▶ [Short task]
Gather every line of the entries below that contains the word "chimney" and copy each of those lines in full.

▶ [Provided information]
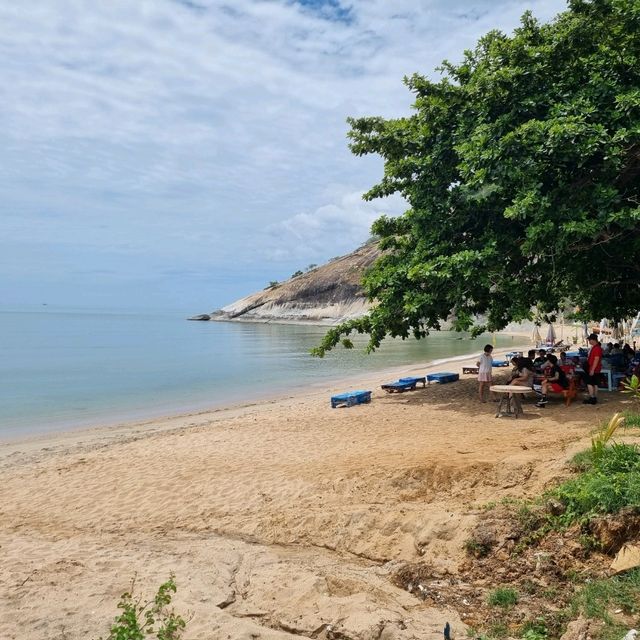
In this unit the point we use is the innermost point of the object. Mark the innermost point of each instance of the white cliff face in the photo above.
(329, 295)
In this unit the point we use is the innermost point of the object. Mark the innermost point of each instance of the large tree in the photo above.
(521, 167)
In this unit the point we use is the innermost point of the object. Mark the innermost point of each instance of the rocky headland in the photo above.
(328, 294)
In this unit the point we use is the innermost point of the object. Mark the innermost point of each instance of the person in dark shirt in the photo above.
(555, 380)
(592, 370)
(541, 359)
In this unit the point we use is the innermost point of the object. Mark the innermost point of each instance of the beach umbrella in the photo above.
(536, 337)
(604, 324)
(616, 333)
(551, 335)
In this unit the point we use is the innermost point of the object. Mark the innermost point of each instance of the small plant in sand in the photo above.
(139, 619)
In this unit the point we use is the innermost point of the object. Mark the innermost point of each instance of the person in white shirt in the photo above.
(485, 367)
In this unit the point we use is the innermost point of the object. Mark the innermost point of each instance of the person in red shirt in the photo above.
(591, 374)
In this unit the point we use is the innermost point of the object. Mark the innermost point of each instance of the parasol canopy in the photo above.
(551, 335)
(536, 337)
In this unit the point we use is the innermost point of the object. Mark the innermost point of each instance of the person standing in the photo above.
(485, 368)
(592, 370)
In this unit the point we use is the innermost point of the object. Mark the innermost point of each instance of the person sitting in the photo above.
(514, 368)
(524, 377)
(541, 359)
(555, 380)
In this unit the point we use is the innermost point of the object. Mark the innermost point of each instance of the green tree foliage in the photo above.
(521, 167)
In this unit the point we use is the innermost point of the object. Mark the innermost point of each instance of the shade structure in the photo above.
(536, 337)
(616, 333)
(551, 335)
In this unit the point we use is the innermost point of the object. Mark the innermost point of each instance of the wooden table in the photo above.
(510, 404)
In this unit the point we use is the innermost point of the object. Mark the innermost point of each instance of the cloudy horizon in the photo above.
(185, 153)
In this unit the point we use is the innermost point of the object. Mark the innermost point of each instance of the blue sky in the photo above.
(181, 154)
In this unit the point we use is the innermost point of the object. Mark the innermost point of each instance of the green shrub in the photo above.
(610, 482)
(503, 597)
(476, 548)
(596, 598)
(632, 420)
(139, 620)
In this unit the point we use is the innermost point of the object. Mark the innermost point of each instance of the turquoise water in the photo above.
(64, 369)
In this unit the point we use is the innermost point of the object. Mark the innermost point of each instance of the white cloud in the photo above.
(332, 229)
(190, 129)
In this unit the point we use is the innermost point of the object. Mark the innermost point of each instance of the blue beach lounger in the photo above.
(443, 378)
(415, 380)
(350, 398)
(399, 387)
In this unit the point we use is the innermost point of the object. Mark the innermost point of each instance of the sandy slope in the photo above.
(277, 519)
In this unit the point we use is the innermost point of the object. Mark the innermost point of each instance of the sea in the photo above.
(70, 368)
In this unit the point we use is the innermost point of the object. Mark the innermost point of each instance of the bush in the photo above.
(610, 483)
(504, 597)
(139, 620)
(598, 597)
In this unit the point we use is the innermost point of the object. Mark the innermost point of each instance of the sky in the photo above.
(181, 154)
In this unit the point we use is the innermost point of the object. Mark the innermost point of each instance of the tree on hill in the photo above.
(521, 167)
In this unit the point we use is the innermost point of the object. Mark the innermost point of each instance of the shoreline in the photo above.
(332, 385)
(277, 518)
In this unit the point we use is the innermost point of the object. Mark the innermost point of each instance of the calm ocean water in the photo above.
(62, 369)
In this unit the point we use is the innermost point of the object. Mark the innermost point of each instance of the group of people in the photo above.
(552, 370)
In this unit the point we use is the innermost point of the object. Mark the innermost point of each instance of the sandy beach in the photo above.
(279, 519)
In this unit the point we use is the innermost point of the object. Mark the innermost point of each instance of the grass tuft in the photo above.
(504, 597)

==

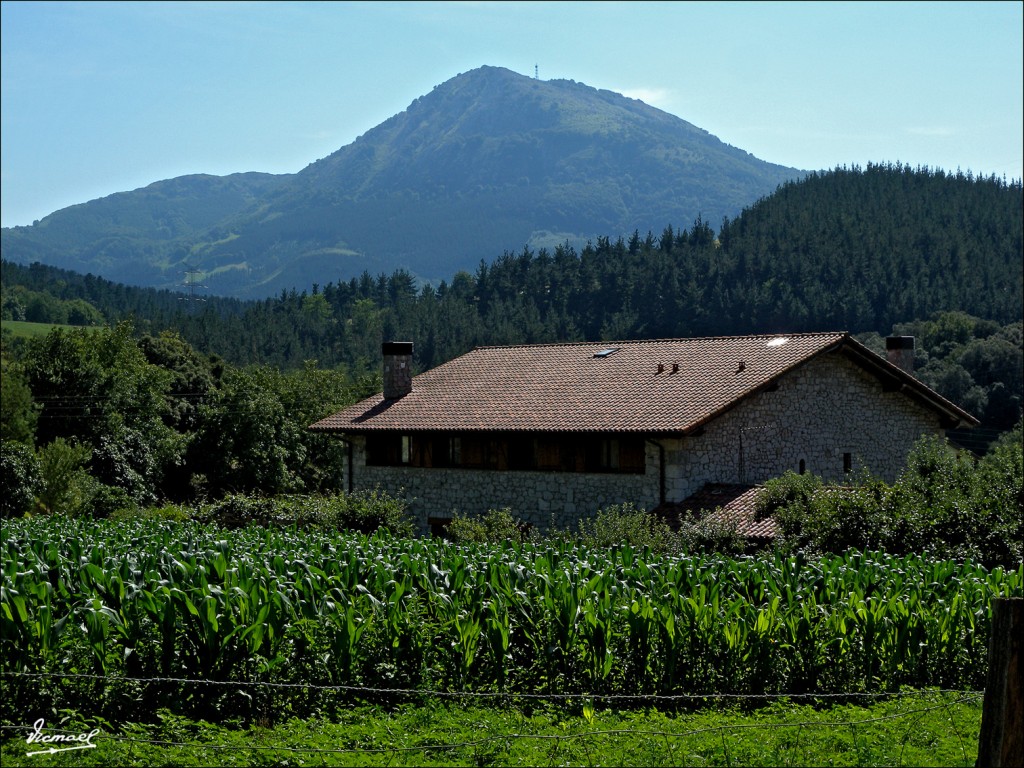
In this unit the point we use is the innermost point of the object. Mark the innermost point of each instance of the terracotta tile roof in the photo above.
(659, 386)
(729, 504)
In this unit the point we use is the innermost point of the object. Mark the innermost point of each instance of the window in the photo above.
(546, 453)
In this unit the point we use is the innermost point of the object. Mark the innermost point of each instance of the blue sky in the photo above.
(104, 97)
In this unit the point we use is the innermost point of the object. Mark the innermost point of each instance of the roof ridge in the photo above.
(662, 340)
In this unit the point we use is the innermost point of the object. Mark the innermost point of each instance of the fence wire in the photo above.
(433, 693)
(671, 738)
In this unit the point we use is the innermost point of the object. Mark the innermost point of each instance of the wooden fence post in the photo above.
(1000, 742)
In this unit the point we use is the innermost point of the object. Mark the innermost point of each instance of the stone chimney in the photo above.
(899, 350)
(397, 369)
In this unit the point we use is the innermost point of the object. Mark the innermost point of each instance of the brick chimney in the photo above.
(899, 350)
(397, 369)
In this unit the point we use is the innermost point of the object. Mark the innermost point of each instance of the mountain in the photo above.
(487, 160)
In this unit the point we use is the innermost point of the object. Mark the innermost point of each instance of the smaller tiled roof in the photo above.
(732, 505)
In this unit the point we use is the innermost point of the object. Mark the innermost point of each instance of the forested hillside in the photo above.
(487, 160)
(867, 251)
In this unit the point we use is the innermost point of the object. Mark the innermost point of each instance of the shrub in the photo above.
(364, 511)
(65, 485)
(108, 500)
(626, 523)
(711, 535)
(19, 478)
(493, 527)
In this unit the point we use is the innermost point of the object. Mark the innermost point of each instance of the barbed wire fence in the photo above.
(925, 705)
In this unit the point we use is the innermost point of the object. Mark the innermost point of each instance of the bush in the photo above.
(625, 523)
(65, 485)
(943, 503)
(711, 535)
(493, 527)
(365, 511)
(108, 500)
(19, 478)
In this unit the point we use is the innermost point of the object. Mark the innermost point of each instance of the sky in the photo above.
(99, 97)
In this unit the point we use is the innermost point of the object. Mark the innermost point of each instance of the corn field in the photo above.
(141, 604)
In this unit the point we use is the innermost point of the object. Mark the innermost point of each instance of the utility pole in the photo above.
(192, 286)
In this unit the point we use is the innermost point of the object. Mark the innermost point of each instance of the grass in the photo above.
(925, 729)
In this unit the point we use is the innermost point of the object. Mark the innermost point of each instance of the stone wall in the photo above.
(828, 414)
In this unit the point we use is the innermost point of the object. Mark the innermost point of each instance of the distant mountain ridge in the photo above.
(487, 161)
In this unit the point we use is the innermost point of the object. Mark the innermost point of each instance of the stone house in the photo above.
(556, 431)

▶ [Worked answer]
In this unit the point we use is the innermost point of the object. Mark the innermost point of each instance of the stone chimney in the photo above.
In this unit the point we use is the innermost point of the object. Mark the innermost point of each instance of the brick chimney in the photo above.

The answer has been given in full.